═══ ОТРЫВОК ТЕКСТА

Читаем Тюремный дневник полностью

В наличии имелся нарисованный стерженьком от ручки на оборотной стороне формы-заявки, утащенной из общего зала, календарь, где я диагональной линией каждое утро аккуратно вычеркивала прожитые дни и отмечала дни рождения родственников, которые я пропущу. Там также указывались даты прихода адвокатов и суда. Календарь при отсутствии часов был моей единственной привязкой ко времени. Хотя бы я знала, какой сегодня день, если не час.

У меня был настольный «органайзер», в котором хранились два стерженька от ручек. Этот предмет интерьера моей камеры был изготовлен из овальной картонной вставки, которая остается от рулона туалетной бумаги. Сперва я хотела его украсить каким-нибудь рисунком, но было жалко чернил – непонятно, когда и где мне перепадет еще один стерженек.

Помня о важности сохранения всего, что попадает тебе в руки, из опыта пребывания в столичном обезьяннике, где пластиковый стаканчик спас меня от жажды, я сохранила семь пластиковых стаканчиков, которые иногда давали вместе с пакетиками сока. В шести из них после утраты пластикового мешка я прятала маленькие двухслойные печенья с маслом, которые иногда давали на обед, накрывая их обрывком туалетной бумаги, что хоть как-то спасало от муравьев и сырости. А еще один стаканчик использовался в качестве мыльницы и накрывался на ночь полотенцем, потому что мыло пахло так ужасно, что не давало спать.

Мне выдали две белые футболки, которые полагалось носить под робой, семь трусов и пять топов, заменявших бюстгальтеры. Стирала я нижнее белье руками, поскольку из еженедельной прачечной оно часто не возвращалось. Надзиратели говорили, что в прачке работают мужчины. Мысль о том, как может использоваться мое нижнее белье, мне была отвратительна.

══════

• **ПОРЯДОК РАБОТЫ**
**A)** Перечислите, какие вещи и в каком количестве были выданы согласно последнему абзацу отрывка из тюремного дневника.
**B)** Продолжите отрывок из тюремного дневника, начав сразу после его последнего предложения.
Листинг в этой работе никак не используется.

═══ ЛИСТИНГ ДАННЫХ

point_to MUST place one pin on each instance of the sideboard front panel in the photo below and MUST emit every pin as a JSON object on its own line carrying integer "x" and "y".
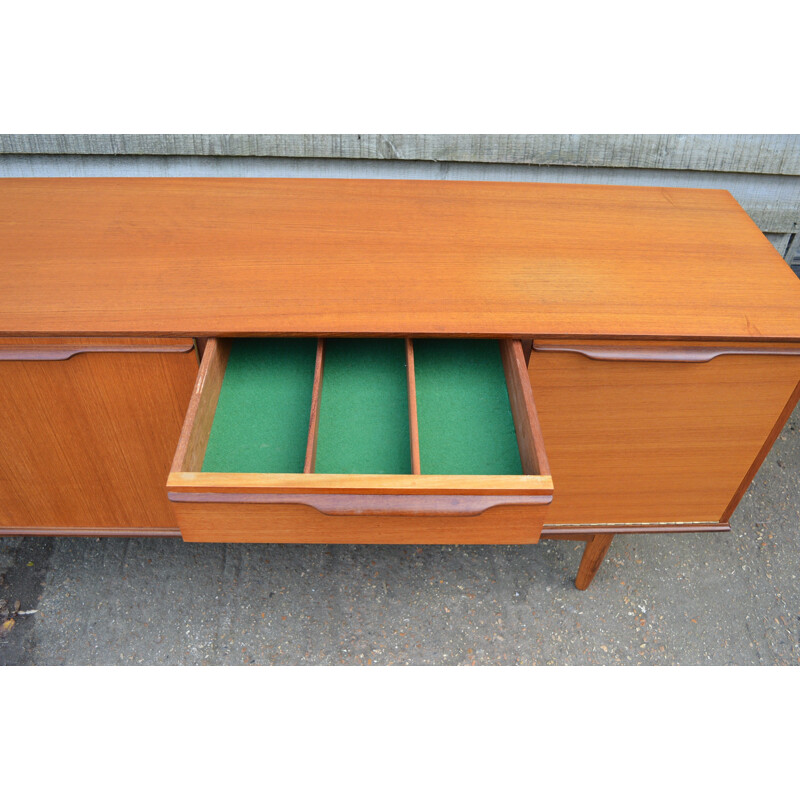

══════

• **ОЖИДАЕМЫЕ РЕЗУЛЬТАТЫ**
**A)** Две белые футболки, семь трусов, пять топов.

**B)**
Две пары носков универсального размера. Они быстро растягивались и протирались, потому я носила только одну пару, а вторую берегла для особых случаев – поездок в суд и свиданий.

Благодаря российским консулам мне выдали два набора мужского термобелья 52 размера – кофту с длинным рукавом и мужские кальсоны. Я никогда раньше не носила мужской одежды и не знала о наличии некой функциональной разницы в их устройстве, но что ж – это было лучше, чем умереть от вечного холода и сырости.

Две маленькие серые тряпочки, которые в Америке применяют в качестве мочалки. Одну их них я использовала в качестве полотенца для лица, а второй накрывала мыльницу.

Одна пластиковая упаковка от женских гигиенических прокладок, из которой можно было сделать маленькие ленточки, чтобы заплетать длинные волосы в косу. Главное – не забыть их спрятать при выходе из отделения. Это гениальное приспособление было контрабандой, так как пластиковая упаковка для этой цели не предназначалась, а значит, ее использование в качестве ленты для волос было против правил. Сами прокладки в том числе использовались для уборки комнаты – мытья пола, сантехники и вытирания пыли.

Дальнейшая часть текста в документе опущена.